The data:

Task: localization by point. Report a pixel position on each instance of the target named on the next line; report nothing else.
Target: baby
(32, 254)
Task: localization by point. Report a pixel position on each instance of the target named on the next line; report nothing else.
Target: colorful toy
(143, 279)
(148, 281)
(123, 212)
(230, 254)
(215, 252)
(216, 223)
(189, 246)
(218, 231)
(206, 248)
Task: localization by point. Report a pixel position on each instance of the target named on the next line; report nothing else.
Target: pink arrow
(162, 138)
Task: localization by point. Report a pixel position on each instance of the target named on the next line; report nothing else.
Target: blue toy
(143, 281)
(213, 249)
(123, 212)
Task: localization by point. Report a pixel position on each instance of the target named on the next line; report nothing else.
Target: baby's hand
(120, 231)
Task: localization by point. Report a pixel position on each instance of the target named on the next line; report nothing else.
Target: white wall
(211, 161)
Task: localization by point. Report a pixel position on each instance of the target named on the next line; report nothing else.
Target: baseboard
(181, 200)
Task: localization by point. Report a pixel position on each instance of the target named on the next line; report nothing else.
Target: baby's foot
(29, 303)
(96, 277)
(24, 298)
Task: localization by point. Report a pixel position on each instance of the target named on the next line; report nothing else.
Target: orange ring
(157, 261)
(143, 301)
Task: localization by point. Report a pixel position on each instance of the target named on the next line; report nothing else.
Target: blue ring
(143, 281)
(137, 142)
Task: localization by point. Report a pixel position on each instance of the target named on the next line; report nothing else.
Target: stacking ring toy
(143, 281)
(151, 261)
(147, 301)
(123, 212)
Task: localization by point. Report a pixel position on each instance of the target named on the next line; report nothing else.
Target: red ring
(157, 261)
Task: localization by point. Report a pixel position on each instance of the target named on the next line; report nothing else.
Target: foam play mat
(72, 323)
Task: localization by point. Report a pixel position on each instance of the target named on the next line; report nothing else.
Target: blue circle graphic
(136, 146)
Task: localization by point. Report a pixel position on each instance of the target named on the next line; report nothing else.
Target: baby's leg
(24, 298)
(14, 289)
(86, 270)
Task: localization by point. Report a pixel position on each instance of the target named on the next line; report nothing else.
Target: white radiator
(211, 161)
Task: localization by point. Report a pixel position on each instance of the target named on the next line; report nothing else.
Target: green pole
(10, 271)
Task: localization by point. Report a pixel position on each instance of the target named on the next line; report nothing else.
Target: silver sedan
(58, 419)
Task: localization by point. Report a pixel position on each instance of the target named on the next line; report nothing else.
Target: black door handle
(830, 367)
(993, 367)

Written instruction:
Copy the material above verbatim.

Response to this exercise:
Task: localization by point. Report a pixel position on each instance of the target named on the next line; report nothing else.
Target: baby
(32, 254)
Task: localization by point. Report a pixel position on each instance of the target named on the next line; report nothing else.
Target: colorful toy
(143, 279)
(148, 281)
(123, 212)
(230, 254)
(215, 252)
(216, 223)
(189, 246)
(218, 231)
(206, 248)
Task: localization by point. Report a pixel position on each instance of the target named on the next line; report nothing else.
Target: pink arrow
(162, 138)
Task: localization by point. Report a pixel position on each instance of the target named on the next line; report nothing else.
Target: blue toy
(143, 281)
(213, 249)
(123, 212)
Task: localization by point. Report a pixel position on each instance of the target named on the next line; report nothing else.
Target: baby's hand
(120, 231)
Task: localization by point. Report a pixel position on each instance of the target named on the next line; report nothing else.
Target: white wall
(211, 161)
Task: localization by point. Report a pixel position on each instance of the target named on the next line; report nothing else.
Target: baseboard
(181, 200)
Task: localization by point. Report a pixel position on each instance of the target named on the next line; report nothing else.
Target: baby's foot
(29, 303)
(96, 277)
(24, 298)
Task: localization by point. Report a pixel position on each instance of the target named on the next line; report nothing else.
Target: orange ring
(157, 261)
(143, 301)
Task: localization by point. Report a pixel position on each instance of the target named on the next line; report nothing else.
Target: blue ring
(143, 281)
(137, 142)
Task: localization by point. Report a pixel position on each instance of the target named on the next line; report nothing else.
Target: stacking ring toy
(143, 281)
(151, 261)
(147, 301)
(123, 212)
Task: localization by point. Report a pixel position on each instance of the target named on the next line; report nothing else.
Target: red ring
(157, 261)
Task: localization by point. Report a pixel position on each instance of the target named on the next line; report nothing else.
Target: foam play mat
(72, 323)
Task: localization by point. Report a pixel position on each instance of the target named on the next line; report nothing else.
Target: blue circle graphic
(136, 146)
Task: localization by point. Report a pixel position on each instance of the target named on the next line; report nothing else.
Target: baby's leg
(24, 298)
(14, 289)
(86, 270)
Task: localization by point. Report a pixel position on each instance of the target named on the next line; report nothing else.
Target: white radiator
(211, 161)
Task: localization by point. Report a pixel position on each instance of the target named on the next line; report nothing else.
Target: green pole
(10, 271)
Task: localization by point. Report a pixel position on each instance of the target named on the next line; report nothing else.
Target: silver sedan
(58, 419)
Task: localization by point. Report a pixel position on each instance of the target named on the next line; report nothing else.
Target: black door handle
(830, 367)
(993, 367)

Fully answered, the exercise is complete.